[Segmentation mask entries]

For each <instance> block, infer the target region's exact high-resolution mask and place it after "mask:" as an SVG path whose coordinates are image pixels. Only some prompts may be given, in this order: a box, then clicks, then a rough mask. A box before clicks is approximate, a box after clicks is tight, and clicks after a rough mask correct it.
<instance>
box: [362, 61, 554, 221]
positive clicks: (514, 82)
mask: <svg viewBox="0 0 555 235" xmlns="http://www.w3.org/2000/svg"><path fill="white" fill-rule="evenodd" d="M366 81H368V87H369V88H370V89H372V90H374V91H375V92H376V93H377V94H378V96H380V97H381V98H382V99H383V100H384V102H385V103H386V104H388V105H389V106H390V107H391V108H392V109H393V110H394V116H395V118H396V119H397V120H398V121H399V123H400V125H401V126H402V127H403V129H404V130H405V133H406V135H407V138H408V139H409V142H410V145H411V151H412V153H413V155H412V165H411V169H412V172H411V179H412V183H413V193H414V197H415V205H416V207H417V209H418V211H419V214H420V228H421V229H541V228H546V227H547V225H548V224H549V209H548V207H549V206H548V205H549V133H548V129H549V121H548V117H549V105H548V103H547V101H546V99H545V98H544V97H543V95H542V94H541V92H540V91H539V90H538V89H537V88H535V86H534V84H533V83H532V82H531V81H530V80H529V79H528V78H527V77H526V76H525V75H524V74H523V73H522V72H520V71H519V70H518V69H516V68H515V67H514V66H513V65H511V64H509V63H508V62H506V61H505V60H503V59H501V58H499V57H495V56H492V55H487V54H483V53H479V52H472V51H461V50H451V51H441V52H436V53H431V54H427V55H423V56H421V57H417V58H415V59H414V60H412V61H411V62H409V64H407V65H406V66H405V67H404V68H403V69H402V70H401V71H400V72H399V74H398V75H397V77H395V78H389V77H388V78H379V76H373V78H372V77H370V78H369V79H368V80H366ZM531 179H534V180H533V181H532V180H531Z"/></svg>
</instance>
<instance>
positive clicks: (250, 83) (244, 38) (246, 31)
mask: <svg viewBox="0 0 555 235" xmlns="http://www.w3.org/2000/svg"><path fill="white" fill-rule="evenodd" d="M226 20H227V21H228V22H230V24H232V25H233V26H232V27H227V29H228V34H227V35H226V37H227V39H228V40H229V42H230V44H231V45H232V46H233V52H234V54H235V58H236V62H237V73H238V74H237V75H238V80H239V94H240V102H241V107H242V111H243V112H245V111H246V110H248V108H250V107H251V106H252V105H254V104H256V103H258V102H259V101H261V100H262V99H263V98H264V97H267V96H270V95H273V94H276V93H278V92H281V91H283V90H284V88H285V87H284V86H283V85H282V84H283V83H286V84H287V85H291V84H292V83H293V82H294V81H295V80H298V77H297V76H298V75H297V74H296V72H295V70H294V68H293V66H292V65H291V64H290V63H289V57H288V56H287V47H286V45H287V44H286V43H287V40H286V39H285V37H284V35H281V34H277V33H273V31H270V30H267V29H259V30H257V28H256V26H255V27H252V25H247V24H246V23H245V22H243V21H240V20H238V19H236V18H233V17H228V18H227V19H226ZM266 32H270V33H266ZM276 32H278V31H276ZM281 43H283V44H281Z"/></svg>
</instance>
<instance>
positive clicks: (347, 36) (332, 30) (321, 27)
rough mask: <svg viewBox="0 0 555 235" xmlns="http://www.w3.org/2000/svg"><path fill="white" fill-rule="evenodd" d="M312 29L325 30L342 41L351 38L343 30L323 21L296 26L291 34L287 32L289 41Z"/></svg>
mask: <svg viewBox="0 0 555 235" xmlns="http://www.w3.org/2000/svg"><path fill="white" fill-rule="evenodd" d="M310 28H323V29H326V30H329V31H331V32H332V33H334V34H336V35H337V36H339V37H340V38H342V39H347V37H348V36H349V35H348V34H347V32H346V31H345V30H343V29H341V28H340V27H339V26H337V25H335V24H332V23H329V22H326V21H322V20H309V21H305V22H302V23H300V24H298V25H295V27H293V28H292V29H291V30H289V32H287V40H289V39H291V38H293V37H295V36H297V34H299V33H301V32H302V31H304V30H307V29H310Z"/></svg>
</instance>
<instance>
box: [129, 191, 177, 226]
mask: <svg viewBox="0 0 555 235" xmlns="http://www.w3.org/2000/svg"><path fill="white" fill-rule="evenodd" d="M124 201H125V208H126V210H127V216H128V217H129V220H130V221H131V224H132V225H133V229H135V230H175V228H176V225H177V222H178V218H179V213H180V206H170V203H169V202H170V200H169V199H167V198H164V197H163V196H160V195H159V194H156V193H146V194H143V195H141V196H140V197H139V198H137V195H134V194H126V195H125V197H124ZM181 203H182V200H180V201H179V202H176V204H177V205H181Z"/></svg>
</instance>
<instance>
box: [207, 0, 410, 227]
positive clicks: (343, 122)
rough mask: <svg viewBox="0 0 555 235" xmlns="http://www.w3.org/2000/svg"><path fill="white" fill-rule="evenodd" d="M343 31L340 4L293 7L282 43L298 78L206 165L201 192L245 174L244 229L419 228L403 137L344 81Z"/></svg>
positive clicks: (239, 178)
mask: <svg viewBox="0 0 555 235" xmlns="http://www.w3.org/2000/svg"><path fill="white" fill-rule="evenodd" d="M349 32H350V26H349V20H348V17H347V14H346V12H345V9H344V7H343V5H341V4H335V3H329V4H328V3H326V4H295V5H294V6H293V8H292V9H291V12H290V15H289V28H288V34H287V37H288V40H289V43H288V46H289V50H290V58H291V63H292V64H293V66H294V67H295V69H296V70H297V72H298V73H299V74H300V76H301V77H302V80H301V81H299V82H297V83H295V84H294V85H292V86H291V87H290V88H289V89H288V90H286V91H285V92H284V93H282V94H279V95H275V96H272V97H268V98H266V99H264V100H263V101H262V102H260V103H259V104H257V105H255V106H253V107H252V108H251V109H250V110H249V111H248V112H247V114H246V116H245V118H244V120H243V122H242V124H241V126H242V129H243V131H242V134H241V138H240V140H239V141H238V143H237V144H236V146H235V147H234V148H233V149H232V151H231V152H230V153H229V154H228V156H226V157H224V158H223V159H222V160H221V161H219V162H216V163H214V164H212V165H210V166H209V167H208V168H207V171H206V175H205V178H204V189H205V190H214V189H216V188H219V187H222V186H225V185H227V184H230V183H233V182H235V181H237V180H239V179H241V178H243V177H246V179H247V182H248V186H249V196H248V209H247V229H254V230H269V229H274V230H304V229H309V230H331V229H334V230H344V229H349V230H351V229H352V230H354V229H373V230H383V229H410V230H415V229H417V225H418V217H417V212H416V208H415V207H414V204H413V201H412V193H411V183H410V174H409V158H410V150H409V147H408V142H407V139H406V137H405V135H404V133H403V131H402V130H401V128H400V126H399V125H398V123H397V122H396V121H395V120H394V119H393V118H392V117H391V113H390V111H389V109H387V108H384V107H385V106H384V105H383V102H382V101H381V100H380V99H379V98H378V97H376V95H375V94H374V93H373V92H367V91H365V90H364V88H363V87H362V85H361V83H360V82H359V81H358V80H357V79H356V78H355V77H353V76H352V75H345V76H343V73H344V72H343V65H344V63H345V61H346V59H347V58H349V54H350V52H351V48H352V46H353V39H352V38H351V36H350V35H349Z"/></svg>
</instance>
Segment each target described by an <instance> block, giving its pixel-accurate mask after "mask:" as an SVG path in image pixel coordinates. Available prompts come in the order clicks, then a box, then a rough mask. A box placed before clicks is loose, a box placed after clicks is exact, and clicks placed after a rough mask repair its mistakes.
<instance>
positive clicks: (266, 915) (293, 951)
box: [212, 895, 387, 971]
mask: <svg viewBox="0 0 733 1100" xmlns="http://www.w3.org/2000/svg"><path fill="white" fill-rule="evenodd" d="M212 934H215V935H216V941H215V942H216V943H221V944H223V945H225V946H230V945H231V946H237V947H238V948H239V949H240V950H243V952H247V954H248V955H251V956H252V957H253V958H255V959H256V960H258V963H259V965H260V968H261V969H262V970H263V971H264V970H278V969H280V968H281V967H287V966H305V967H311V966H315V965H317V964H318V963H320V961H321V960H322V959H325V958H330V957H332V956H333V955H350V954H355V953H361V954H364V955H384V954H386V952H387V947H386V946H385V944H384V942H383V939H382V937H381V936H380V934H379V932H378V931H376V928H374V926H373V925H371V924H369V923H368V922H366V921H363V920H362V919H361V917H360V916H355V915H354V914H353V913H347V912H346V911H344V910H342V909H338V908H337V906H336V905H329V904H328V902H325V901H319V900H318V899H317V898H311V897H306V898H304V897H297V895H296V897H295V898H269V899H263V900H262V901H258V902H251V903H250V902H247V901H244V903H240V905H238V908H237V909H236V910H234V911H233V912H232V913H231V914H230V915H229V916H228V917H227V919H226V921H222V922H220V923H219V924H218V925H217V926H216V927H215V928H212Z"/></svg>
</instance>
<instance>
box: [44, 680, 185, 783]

Instructions to follow: Rewrite the entries from the very beginning through the line containing "positive clicks: (514, 82)", swapping "high-resolution" for "full-resolution" and leaving everything else intact.

Written response:
For each <instance> block, infer the target region's exact full-resolution mask and place it after "mask:" as an SVG path whose coordinates are image pixels. Only some prompts may be given, in this order: a box, then clicks, then a rough mask. A box before clicks is approximate, a box after clicks is tight, and clicks after a rough mask correct it.
<instance>
box: [362, 61, 554, 221]
positive clicks: (514, 82)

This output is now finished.